*Prompt*
Could you print every one of the lines below verbatim, character for character?

(Rows from the dataset)
•••••

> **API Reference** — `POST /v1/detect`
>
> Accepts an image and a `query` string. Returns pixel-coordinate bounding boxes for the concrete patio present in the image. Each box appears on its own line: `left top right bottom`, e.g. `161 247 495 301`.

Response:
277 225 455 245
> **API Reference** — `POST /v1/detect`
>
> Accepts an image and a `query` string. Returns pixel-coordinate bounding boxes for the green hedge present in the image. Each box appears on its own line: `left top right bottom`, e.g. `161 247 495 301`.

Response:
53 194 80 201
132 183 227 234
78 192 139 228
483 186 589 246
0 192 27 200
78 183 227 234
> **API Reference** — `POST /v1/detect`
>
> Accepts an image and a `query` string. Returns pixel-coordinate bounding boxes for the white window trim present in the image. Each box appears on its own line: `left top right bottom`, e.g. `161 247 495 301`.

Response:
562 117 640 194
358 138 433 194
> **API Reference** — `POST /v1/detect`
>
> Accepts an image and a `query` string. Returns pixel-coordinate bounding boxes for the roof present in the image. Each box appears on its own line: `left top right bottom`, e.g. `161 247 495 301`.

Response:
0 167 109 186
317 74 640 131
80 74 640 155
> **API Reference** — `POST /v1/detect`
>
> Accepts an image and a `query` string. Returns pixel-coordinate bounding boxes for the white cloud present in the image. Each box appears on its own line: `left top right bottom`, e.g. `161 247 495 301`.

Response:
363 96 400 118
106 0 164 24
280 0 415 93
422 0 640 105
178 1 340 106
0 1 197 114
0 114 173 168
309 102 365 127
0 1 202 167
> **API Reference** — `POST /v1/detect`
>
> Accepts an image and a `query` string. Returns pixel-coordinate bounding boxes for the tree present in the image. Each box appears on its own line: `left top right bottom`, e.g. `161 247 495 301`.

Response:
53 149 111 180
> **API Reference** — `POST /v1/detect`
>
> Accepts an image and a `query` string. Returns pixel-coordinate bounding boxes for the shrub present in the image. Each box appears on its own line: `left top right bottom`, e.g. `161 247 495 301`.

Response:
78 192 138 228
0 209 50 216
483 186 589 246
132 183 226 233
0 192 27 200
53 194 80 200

•••••

*Solution for this problem*
> **API Reference** — `POST /v1/detect`
>
> Accepts an image and a `query` string. Returns pixel-coordinate bounding boxes for the concrete patio present in the image. Each box appears on its own line: `left top right bottom`, e.g. `161 247 495 301`.

Response:
277 225 455 245
> **API Reference** — `POST /v1/detect`
>
> Accepts an image and a `query` string. Returns pixel-coordinate bounding boxes for the green hedge present in the image. Each box appears on its own line: `left top right bottom`, e.g. `161 247 495 301`.

Response:
53 194 80 201
132 183 227 234
78 192 139 228
483 186 589 246
0 192 27 200
78 183 227 234
> **API Reference** — `POST /v1/detect`
>
> Accepts an image and a `query` string. Returns pixel-coordinate bounding boxes for the white window trim present in the image. Each box appears on its own line: `left top right bottom`, e.g. `161 247 495 301`.

Response:
562 117 640 194
358 138 433 194
> **API Reference** — `POST /v1/detect`
>
> Accepts an image and a `query` string. Returns pixel-coordinate bounding boxes for the roof present in the image. Each box appears on its own line: `left top right bottom`, e.g. `161 247 495 301`.

Response:
0 167 109 186
317 74 640 131
80 74 640 155
> **API Reference** — `POST /v1/detect`
>
> Accepts an image and a `query` string. Returns pixel-coordinate bounding boxes for the white cloud present in the image. Each box appears on its own line: `left top right bottom`, e.g. `161 247 495 301`.

Response:
363 96 400 118
106 0 164 24
280 0 415 93
422 0 640 105
178 1 340 106
0 1 197 114
0 114 173 168
309 102 365 127
0 1 202 167
> **API Reference** — `POST /v1/detect`
>
> Accepts an image and a `query` string. Returns pixel-coordinate bounding boxes for the tree present in the image. Each box appears on its own line: `left top right bottom`, e.g. `161 247 495 301`.

Response:
53 149 111 180
> **API Reference** — `POST /v1/detect`
>
> Accepts an image and a `query` string. Returns pixel-coordinate bounding boxes for the shrub present in the image. Each box appears on its own line: `left top right bottom`, e.g. `161 247 495 301`.

Response:
78 192 138 228
0 209 50 216
483 186 589 246
132 183 226 233
0 192 27 200
53 194 80 200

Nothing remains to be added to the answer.